Excerpt
......

Buck converter switching noise

[pree]

Hi I am facing an issue where the buck converter switching frequency is being coupled to the input of the buck.
It seems an issue with the layout, however the buck converter datasheet doesnot provide any layout guildelines and it is a chinese supplier.
So would be great if someone can look at it and help me.
I attached the snapshot of the layout and buck converter schematics.

[tszaboo]

Your layout and schematic looks fine. How much current is being drawn from this supply?
Maybe take a look at the ferrite bead, sometimes it makes things worse. Also if it's EMC testing it fails, then sometimes common mode filters and such is unavoidable.

[pree]

not more than 500mA. i tried adding an inductor at the input 2.2uh nd changing a 1uf to 4.7uf then the switching noise goes away.
but i want to know the buck switching is coupling at the input and

[electronx]

Can you post a photo of the switching noise?I am always afraid of resonance where LC is visible. You can try to make a jumper with 0 ohm resistor instead of ferrite bead. What is the switching frequency? Did you calculate the output resonance frequency? and ı want to know  that inductor self resonant frequency
I think the output characteristic resonance frequency is 9.93 kHz, in this case I guess your switching frequency is at least 100 kHz above it.

Did you only place it locally on the PCB?

[tszaboo]

not more than 500mA. i tried adding an inductor at the input 2.2uh nd changing a 1uf to 4.7uf then the switching noise goes away.
but i want to know the buck switching is coupling at the input and

You have to be careful with probing DC-DC converters. Noise measurements are tricky, because the the 1/10MOhm scope input can pick up a lot of noise next to an inductor, which is not conducted. Looking at the noise, you should differentiate ripple and noise pickup. Noise pickup often times several times larger than the actual ripple.
You can reduce that somewhat with proper probing. As small loop area for the probing as possible, far from the inductor.

[jwet]

Your layout isn't bad but could be improved.  The main object is to reduce loop areas.  By turing the large cap at the bottom of the layout 90 degrees, you could significantly reduce the loop area of that path.  In a buck, there are very fast high currents in that path with the filter cap.  That loop inductance/area , the ESR of the CAP make for trouble.  You didn't mention frequency but you can't get away with much in the modern >500 Khz switchers.  Also check the HF specs of your caps.  Organic Semi electrolytics (OSCONS) in parallel with a good sized ceramic, 10 uF make a nice very low ESR buck filter. 

I'm also a bit dubious about a ferrite bead in that position.  Ferrites create real resistance (rather than complex impedance) which can make a mess.  You have a lot of bypass but a ferrite shouldn't be in so close.

......

Data provided
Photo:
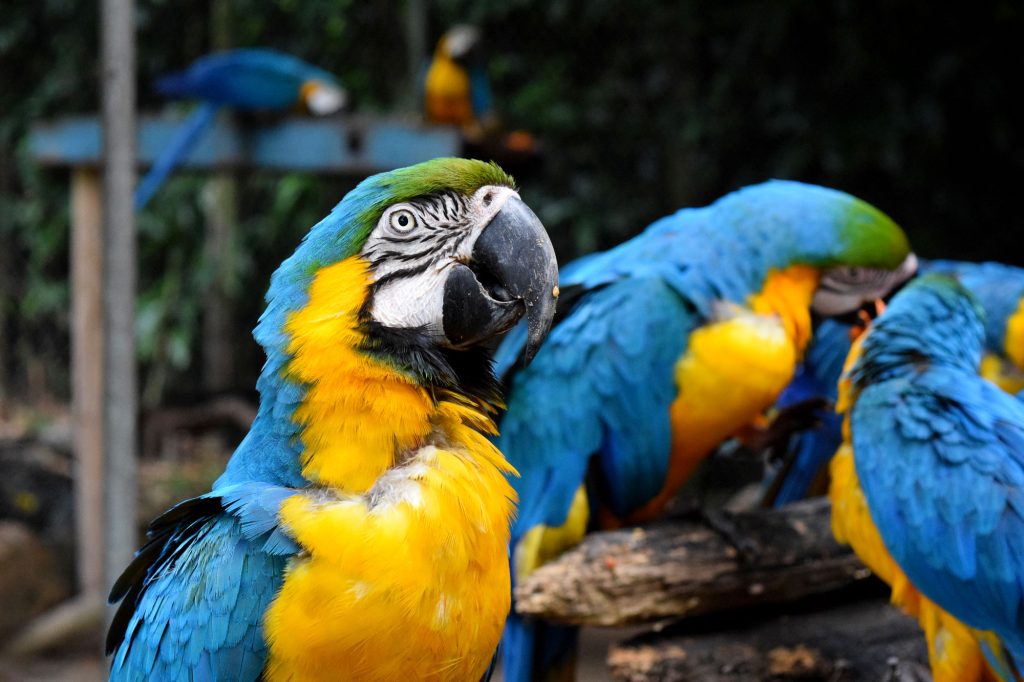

......

What to do
a) Name every distinct username that posts in the buck converter thread.
b) In the buck converter thread, what value does electronx give for the output characteristic resonance frequency?

Responses by task
a) pree, tszaboo, electronx, jwet

b) 9.93 kHz